# [The problem]
What do the entries below say? Restate them word for word.

# [Dataset entries]
........
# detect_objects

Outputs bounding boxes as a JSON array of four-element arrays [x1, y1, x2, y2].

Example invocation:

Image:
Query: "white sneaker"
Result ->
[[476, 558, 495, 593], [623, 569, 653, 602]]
........
# [Response to this exercise]
# detect_objects

Outputs bounding boxes as a JSON array of four-element arrays [x1, y1, x2, y2].

Example invocation:

Image:
Query: "white sneaker"
Result ->
[[476, 558, 495, 593], [623, 569, 653, 602]]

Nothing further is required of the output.